Parallel Corpora for Grammar Evaluation

During our recent DELPH-IN meeting in Berlin, many of our participants have agreed on a joint exercise of creating parallel corpora/treebanks for multiple languages, in order to facilitate cross-lingual grammar evaluation. As a first step, participants may edit this page to link to their collected texts, and provide a basic description of the data (addressing, among other things, the source of the texts, license status, level of cross-lingual parallelism, etc.). You are also welcome to contribute your ideas under the section Individual Reflections. Please bear the following time table in mind.

  • Raw Text Collection Deadline: 30th November, 2007
       
Language Participant Group Description Data Link
Catalan (ca) Barcelona   TBA
Chinese (zh) Saarbrücken   TBA
English (en) Stanford/Oslo   TBA
French (fr) Toulouse   TBA
German (de) Saarbrücken   TBA
Greek, Modern (el) Saarbrücken/Athens   TBA
Japanese (ja) Kyoto   TBA
Korean (ko) Seoul   TBA
Norwegian (no) Trondheim   TBA
Portuguese (pt) Lisbon   TBA
Spanish (es) Barcelona   TBA
Swedish (sv) Linköping   TBA

There was some discussion of this subject at Fefor in 2006: FeforParCorp. This includes several candidate corpora, and some desiderata for choosing a text.

  • I (FrancisBond) have filled out the description of the “Cathedral and the Bazaar” test set at FeforParCorp.

(Image outline annotation entries)
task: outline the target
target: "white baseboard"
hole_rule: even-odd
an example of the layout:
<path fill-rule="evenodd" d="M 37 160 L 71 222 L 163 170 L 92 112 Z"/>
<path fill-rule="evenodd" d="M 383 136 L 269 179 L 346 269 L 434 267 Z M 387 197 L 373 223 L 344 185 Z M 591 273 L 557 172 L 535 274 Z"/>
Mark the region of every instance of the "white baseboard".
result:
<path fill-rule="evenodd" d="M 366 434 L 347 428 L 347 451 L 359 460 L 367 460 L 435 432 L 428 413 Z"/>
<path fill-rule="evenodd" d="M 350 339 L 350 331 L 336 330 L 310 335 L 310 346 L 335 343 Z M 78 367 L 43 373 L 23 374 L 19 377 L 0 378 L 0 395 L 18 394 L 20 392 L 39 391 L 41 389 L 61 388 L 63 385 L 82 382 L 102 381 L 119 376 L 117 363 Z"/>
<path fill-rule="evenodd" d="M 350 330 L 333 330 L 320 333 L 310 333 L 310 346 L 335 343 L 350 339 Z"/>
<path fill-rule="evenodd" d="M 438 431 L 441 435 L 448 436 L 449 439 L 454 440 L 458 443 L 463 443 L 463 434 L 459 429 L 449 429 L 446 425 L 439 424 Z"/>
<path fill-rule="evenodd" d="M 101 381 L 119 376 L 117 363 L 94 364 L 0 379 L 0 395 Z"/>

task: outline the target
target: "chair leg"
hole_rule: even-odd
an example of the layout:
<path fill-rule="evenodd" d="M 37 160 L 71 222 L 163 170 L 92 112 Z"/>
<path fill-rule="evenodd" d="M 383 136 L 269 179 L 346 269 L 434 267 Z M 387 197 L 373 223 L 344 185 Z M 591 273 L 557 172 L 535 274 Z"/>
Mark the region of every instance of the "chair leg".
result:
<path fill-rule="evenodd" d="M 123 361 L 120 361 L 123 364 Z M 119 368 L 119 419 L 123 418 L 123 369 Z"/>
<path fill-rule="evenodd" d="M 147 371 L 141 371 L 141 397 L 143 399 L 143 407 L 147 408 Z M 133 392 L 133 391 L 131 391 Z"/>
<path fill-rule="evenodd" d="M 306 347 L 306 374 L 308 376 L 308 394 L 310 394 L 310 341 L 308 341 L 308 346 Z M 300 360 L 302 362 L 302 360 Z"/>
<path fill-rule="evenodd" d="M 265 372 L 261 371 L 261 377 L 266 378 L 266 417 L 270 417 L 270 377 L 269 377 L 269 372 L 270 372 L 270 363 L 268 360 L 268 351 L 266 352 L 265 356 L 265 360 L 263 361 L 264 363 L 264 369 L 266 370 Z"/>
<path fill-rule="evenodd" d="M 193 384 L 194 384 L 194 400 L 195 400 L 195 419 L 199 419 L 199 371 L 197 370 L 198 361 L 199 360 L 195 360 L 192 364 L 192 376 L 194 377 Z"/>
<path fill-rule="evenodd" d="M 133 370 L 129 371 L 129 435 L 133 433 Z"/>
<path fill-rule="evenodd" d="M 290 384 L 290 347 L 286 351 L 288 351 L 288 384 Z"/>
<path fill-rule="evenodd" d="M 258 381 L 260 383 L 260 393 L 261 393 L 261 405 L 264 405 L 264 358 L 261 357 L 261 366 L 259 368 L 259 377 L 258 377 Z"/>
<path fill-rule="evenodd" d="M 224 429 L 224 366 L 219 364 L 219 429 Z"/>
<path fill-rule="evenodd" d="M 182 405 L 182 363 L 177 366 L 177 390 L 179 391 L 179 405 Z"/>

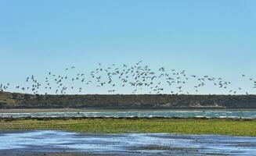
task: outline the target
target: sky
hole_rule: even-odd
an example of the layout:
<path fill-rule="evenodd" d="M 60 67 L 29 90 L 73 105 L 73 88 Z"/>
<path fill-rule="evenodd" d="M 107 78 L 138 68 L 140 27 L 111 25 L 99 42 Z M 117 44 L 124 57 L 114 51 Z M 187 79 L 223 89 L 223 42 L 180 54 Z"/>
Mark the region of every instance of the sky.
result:
<path fill-rule="evenodd" d="M 255 8 L 254 0 L 0 0 L 0 83 L 142 60 L 225 77 L 256 94 L 241 80 L 241 74 L 256 80 Z M 107 92 L 91 87 L 85 94 Z"/>

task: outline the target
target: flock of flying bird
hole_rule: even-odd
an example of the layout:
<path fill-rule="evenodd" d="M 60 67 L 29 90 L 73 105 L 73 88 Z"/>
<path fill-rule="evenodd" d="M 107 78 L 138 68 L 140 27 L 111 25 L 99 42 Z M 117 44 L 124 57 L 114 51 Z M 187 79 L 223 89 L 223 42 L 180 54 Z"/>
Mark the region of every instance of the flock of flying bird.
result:
<path fill-rule="evenodd" d="M 86 85 L 93 85 L 95 87 L 106 87 L 109 94 L 118 93 L 120 87 L 132 88 L 132 94 L 143 92 L 144 94 L 189 94 L 186 87 L 189 80 L 193 80 L 194 85 L 189 90 L 197 93 L 206 85 L 223 89 L 229 94 L 249 94 L 242 87 L 231 89 L 232 83 L 221 77 L 210 76 L 198 76 L 189 75 L 186 70 L 178 71 L 171 69 L 168 72 L 164 67 L 153 71 L 149 66 L 142 65 L 139 61 L 135 66 L 128 66 L 122 65 L 121 67 L 112 64 L 104 68 L 101 63 L 95 70 L 85 74 L 83 73 L 68 74 L 69 71 L 74 70 L 75 66 L 65 69 L 64 74 L 56 74 L 49 72 L 43 81 L 39 81 L 34 76 L 27 76 L 23 86 L 15 85 L 16 90 L 26 93 L 38 94 L 44 90 L 43 94 L 66 94 L 72 93 L 81 94 L 86 90 Z M 74 72 L 73 72 L 74 73 Z M 244 79 L 251 81 L 252 88 L 256 89 L 256 80 L 248 78 L 244 74 L 241 75 Z M 10 87 L 10 83 L 0 83 L 0 91 L 6 91 Z M 118 87 L 119 86 L 119 87 Z"/>

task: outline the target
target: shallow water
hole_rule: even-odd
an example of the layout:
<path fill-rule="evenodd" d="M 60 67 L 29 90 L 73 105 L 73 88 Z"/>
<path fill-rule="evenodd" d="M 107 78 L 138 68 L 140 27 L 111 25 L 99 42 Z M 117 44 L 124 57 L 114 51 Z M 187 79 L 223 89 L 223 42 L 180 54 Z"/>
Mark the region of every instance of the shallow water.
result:
<path fill-rule="evenodd" d="M 61 131 L 0 133 L 4 151 L 111 155 L 256 155 L 256 137 L 168 133 L 92 134 Z"/>
<path fill-rule="evenodd" d="M 206 117 L 256 119 L 254 111 L 149 111 L 149 112 L 26 112 L 0 113 L 0 118 L 21 117 Z"/>

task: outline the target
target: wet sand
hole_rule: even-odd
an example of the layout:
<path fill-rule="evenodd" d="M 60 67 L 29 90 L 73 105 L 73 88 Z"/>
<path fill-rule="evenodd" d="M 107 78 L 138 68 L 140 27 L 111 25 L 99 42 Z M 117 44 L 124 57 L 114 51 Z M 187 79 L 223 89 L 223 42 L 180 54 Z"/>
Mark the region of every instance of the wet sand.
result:
<path fill-rule="evenodd" d="M 0 155 L 256 155 L 256 137 L 2 131 Z"/>

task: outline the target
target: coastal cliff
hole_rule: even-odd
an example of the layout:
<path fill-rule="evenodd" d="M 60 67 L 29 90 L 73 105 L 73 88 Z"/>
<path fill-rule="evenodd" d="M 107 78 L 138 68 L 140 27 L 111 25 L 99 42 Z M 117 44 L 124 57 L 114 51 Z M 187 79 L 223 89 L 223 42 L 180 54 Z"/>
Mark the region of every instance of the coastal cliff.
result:
<path fill-rule="evenodd" d="M 85 94 L 33 95 L 0 92 L 0 109 L 256 108 L 256 95 Z"/>

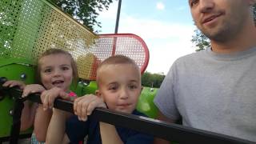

Prompt 1
In the page on parallel corpora for grammar evaluation, which participant group is listed for Korean?
Prompt 2
Carry on the page about parallel corpora for grammar evaluation from its final sentence.
These entries have no connection to the page on parallel corpora for grammar evaluation.

Exercise answer 1
Seoul

Exercise answer 2
    • This is an essay on open source software, consisting of about 800 sentences. The main advantages are (a) it is released under a free license, and the author is happy for us to use it; (b) there are existing translations in all the languages we currently want (and more); (c) other similar essays exist if we want more data; (c) it is not as mind-boggling dull as some corpora. The main disadvantages are (a) the source (English) has gone through many versions, not all translations are up-to-date. It would require a little work to make all the translations match the current English version, I estimate about 1-200 sentences may need to be translated for some languages. (b) not everyone wants to read one person’s opinions about open source software.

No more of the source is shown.